Source data section start

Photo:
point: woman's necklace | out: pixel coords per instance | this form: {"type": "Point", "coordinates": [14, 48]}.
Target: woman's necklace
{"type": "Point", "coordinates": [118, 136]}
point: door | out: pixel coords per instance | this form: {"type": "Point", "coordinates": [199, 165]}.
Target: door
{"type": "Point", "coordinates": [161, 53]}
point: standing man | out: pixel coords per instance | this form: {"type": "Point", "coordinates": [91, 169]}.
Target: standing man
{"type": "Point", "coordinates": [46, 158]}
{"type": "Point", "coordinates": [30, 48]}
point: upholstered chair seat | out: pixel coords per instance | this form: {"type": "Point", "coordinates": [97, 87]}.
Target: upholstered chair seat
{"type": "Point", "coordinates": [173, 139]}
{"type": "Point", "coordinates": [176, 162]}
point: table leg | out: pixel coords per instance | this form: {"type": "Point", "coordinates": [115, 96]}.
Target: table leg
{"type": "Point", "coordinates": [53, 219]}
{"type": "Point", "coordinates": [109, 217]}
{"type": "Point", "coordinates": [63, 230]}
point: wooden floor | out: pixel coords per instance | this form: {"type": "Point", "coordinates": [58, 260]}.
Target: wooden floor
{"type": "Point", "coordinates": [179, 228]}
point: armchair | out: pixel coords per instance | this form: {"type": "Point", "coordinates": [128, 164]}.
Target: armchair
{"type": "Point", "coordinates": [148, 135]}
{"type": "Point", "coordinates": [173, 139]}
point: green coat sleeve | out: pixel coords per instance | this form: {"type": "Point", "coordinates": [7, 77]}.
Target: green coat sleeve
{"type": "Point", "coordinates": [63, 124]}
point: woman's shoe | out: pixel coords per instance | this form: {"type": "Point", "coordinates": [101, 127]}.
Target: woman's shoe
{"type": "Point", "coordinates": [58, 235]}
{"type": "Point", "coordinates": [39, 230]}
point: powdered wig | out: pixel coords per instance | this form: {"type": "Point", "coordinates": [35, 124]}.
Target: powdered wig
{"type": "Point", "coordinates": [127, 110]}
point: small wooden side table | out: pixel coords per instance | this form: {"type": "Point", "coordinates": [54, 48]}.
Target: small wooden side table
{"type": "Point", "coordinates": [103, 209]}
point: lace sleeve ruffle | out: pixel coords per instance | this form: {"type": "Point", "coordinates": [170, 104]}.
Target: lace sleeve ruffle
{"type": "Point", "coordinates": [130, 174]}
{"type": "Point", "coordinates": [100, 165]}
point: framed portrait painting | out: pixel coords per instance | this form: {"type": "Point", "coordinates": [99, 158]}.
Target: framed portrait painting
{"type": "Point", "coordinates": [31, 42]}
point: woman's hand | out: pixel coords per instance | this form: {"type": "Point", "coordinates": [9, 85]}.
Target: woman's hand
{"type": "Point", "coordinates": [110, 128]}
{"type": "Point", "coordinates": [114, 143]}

Source data section end

_Required work_
Reply with an exact copy of the lines running from the one containing "point: small wooden" through the end of the entries above, both ends included.

_Task response_
point: small wooden side table | out: pixel coords per instance | this form: {"type": "Point", "coordinates": [54, 48]}.
Target: small wooden side table
{"type": "Point", "coordinates": [103, 209]}
point: lace sleeve ruffle | out: pixel coords per instance | this form: {"type": "Point", "coordinates": [170, 104]}.
Target: lace sleeve ruffle
{"type": "Point", "coordinates": [130, 174]}
{"type": "Point", "coordinates": [100, 165]}
point: framed portrait painting | out: pixel coords per instance | this form: {"type": "Point", "coordinates": [99, 158]}.
Target: framed portrait painting
{"type": "Point", "coordinates": [31, 42]}
point: woman's hand | out: pixel coords per instance | this form: {"type": "Point", "coordinates": [9, 85]}.
Target: woman's hand
{"type": "Point", "coordinates": [110, 128]}
{"type": "Point", "coordinates": [114, 143]}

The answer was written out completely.